** BEGIN **
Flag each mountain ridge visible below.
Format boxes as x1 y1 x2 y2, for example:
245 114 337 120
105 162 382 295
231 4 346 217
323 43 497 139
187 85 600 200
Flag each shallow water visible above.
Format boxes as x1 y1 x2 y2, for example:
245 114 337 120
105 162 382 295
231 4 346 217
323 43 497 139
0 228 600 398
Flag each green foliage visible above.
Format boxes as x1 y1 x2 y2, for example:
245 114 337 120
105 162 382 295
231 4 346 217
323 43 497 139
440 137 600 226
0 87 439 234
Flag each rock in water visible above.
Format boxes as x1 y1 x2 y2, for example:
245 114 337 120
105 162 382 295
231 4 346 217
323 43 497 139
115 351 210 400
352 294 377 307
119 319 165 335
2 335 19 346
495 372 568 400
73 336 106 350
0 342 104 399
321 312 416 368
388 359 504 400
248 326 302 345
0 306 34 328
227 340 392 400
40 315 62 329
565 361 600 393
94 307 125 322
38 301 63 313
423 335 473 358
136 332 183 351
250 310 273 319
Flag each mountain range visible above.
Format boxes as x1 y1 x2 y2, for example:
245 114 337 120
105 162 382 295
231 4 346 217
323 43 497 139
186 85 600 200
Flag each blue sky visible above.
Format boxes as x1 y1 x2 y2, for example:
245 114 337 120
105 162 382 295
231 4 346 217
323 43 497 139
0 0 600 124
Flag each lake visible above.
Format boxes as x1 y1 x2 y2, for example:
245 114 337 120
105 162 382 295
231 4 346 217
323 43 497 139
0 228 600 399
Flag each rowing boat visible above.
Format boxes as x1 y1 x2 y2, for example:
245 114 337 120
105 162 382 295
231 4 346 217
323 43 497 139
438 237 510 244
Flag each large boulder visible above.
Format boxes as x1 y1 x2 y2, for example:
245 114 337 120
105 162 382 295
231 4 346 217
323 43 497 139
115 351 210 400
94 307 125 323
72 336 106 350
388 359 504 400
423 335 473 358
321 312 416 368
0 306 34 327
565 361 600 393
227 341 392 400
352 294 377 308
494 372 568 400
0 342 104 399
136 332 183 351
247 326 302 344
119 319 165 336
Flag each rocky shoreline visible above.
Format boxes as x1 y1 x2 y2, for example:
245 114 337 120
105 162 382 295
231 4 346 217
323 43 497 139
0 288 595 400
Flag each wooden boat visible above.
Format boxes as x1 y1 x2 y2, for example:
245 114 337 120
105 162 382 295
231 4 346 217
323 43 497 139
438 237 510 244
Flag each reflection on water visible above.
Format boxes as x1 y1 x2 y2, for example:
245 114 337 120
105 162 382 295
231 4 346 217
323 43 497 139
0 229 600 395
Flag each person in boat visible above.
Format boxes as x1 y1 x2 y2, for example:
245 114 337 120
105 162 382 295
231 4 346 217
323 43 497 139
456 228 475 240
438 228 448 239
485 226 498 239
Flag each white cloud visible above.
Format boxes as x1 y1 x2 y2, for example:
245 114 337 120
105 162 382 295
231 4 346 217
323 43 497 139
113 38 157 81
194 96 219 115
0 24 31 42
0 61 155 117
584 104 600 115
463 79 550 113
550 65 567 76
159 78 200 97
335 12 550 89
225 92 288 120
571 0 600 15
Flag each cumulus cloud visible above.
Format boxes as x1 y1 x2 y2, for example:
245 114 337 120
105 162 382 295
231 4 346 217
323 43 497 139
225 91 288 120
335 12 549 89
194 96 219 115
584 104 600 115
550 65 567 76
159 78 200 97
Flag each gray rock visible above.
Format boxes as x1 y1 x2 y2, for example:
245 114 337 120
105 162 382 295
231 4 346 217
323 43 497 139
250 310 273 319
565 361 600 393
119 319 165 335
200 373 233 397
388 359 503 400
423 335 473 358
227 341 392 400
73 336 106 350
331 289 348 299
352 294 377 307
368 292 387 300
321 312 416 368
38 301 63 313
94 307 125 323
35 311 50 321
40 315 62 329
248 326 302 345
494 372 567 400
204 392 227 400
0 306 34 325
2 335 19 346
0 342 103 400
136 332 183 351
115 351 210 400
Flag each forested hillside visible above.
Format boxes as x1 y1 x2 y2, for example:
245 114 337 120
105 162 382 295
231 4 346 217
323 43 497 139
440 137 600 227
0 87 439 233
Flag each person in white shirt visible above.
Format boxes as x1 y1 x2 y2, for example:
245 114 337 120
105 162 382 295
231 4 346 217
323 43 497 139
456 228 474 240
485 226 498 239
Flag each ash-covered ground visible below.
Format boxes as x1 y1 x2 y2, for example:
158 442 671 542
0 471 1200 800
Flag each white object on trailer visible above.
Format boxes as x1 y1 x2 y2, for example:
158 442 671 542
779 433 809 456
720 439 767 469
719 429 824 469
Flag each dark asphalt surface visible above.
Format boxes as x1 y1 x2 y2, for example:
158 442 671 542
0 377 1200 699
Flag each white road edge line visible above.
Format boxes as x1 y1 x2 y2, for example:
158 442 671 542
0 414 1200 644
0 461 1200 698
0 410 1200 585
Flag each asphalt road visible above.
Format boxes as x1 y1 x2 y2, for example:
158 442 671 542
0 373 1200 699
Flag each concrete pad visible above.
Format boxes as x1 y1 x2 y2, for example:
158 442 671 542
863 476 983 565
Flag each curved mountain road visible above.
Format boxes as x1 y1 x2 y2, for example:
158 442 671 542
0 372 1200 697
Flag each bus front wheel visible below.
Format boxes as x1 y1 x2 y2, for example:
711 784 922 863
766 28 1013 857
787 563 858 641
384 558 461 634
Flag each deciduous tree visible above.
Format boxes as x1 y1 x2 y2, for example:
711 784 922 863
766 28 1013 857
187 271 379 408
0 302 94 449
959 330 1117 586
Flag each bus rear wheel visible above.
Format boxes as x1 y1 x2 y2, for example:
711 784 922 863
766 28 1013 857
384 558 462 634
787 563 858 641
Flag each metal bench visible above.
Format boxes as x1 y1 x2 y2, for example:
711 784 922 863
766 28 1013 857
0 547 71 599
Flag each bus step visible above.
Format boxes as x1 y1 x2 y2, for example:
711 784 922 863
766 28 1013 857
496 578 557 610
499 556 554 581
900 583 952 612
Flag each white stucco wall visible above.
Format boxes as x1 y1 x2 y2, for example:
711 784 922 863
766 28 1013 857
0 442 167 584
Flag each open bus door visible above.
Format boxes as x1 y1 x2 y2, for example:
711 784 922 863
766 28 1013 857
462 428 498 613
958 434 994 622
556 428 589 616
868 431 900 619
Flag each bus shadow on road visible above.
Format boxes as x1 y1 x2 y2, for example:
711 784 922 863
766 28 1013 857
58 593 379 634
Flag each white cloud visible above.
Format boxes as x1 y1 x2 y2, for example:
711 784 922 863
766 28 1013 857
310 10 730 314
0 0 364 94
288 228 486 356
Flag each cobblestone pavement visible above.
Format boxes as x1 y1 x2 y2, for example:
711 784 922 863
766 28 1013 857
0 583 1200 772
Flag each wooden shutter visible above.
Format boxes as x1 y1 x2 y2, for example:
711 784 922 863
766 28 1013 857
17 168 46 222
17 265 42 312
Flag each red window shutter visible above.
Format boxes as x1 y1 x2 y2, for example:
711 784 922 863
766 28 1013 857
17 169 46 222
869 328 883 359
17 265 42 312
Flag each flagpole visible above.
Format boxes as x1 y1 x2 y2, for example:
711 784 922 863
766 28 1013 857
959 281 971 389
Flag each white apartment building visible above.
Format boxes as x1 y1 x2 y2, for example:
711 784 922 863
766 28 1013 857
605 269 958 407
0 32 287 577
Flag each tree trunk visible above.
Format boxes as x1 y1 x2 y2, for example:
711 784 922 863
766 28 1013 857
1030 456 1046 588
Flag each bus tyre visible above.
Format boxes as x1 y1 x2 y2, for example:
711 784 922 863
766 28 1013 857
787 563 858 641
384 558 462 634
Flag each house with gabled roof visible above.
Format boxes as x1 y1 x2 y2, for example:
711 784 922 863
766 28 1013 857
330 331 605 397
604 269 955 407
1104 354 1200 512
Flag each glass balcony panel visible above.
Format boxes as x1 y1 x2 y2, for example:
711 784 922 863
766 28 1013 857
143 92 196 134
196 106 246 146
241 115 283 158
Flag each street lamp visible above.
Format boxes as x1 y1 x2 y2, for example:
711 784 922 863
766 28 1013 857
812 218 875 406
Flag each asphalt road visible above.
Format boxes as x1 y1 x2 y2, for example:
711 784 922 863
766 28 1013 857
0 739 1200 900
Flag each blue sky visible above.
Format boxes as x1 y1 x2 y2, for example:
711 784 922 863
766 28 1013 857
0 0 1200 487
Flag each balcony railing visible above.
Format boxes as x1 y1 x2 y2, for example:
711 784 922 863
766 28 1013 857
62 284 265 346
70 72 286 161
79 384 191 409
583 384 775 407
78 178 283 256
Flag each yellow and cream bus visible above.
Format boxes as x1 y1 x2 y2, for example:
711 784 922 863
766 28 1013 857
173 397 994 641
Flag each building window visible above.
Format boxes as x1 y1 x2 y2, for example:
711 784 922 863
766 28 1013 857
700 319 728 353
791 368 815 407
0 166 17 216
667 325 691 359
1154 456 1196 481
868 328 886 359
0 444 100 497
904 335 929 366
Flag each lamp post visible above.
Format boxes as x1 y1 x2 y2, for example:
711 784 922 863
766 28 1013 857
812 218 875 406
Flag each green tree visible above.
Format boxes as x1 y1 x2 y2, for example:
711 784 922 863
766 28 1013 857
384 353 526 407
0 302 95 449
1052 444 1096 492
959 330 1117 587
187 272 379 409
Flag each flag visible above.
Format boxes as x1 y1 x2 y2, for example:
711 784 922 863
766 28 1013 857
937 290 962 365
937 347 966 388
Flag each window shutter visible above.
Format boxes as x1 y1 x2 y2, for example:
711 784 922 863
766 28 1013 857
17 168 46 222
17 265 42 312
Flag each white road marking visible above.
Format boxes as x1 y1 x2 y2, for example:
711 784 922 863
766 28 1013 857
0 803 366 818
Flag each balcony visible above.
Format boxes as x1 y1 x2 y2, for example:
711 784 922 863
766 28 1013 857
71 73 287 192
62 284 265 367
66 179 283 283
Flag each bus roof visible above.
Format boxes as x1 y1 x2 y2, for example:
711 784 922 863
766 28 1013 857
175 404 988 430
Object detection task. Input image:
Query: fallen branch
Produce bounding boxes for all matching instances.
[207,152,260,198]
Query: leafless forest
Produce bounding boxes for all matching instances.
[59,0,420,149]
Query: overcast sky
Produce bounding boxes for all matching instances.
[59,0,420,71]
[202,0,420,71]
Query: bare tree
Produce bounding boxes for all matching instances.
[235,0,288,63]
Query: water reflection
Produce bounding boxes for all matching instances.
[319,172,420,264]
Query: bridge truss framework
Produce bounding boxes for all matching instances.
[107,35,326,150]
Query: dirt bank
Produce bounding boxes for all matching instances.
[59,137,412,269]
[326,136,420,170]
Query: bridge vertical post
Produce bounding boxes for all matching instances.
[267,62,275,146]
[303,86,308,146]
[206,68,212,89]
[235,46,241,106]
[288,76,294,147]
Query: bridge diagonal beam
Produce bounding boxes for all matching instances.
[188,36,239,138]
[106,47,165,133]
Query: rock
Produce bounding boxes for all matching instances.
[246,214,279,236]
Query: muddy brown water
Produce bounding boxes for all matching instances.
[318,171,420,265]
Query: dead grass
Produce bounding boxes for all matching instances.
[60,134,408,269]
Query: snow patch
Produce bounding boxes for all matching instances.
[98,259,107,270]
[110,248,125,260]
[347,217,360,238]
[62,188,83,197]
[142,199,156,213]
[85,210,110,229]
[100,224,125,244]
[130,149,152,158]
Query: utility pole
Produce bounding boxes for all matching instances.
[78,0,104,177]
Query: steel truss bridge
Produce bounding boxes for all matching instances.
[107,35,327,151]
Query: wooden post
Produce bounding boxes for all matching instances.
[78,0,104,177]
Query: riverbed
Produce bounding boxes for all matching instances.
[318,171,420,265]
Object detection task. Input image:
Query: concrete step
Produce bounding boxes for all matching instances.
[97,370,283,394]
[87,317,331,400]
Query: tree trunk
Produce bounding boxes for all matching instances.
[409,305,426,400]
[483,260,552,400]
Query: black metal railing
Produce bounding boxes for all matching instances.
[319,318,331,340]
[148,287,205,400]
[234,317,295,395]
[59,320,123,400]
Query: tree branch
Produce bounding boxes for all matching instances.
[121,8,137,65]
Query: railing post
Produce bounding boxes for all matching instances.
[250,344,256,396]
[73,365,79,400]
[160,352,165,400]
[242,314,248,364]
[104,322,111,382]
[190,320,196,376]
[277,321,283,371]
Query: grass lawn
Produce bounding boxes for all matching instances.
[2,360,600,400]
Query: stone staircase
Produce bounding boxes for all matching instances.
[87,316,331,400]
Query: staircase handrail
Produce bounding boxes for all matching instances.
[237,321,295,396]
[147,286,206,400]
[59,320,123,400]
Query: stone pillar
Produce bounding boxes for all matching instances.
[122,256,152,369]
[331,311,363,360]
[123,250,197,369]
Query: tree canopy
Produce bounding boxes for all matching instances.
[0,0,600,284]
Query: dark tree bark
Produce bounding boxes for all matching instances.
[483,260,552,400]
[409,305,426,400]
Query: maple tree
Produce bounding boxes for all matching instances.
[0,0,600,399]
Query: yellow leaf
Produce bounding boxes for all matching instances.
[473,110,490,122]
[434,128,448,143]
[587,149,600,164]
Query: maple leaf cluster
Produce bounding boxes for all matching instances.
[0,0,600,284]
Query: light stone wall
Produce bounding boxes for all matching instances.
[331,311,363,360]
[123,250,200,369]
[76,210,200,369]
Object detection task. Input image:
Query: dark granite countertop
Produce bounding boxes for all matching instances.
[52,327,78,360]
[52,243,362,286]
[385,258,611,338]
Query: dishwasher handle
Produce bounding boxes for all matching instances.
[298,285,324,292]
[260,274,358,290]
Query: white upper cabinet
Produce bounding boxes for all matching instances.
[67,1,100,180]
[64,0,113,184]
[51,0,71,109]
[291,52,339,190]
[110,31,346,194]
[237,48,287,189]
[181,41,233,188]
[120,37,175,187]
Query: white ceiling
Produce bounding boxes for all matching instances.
** END **
Revise the lines between the line holding "Flag each bus roof visible above." and the line holding "[130,149,152,158]", inclusive, replacing each "Query" with "Target" and leaving everything else unchanged. Give only those revised lines.

» **Answer to this task**:
Flag each bus roof visible above.
Format boxes as x1 y1 x2 y2, for example:
711 784 922 863
766 28 1013 857
175 404 988 430
Object detection task. Input image:
Target: fallen branch
Produce bounding boxes for all matching instances.
[207,152,260,198]
Target: leafless forest
Produce bounding boxes for all matching instances.
[59,0,420,149]
Target: overcast sky
Produce bounding boxes for all matching instances.
[59,0,420,71]
[202,0,420,71]
Target: bare tree
Produce bounding boxes for all matching instances.
[235,0,288,63]
Target: water reflection
Produce bounding boxes for all matching instances.
[319,172,420,264]
Target: bridge truss framework
Produce bounding boxes for all matching instances.
[107,35,326,150]
Target: dirt bank
Produce bounding boxes for all matching instances.
[59,137,412,269]
[326,136,420,170]
Target: bridge vertical post
Produce bounding boxes for all matching instances.
[267,62,275,146]
[303,86,308,146]
[206,68,212,89]
[235,46,241,106]
[288,76,294,147]
Target: bridge diagonal beam
Produce bounding boxes for all matching instances.
[188,36,239,138]
[106,47,165,133]
Target: rock
Produce bounding boxes for all matching instances.
[246,214,279,236]
Target: muddy brown water
Produce bounding boxes for all matching instances.
[318,171,420,265]
Target: dead grass
Produce bounding boxes for all matching instances.
[60,134,408,269]
Target: snow patch
Produce bounding boxes for all matching instances.
[98,259,107,270]
[110,248,125,260]
[347,217,360,238]
[62,188,83,197]
[142,199,156,213]
[85,210,110,229]
[100,224,125,244]
[130,149,152,158]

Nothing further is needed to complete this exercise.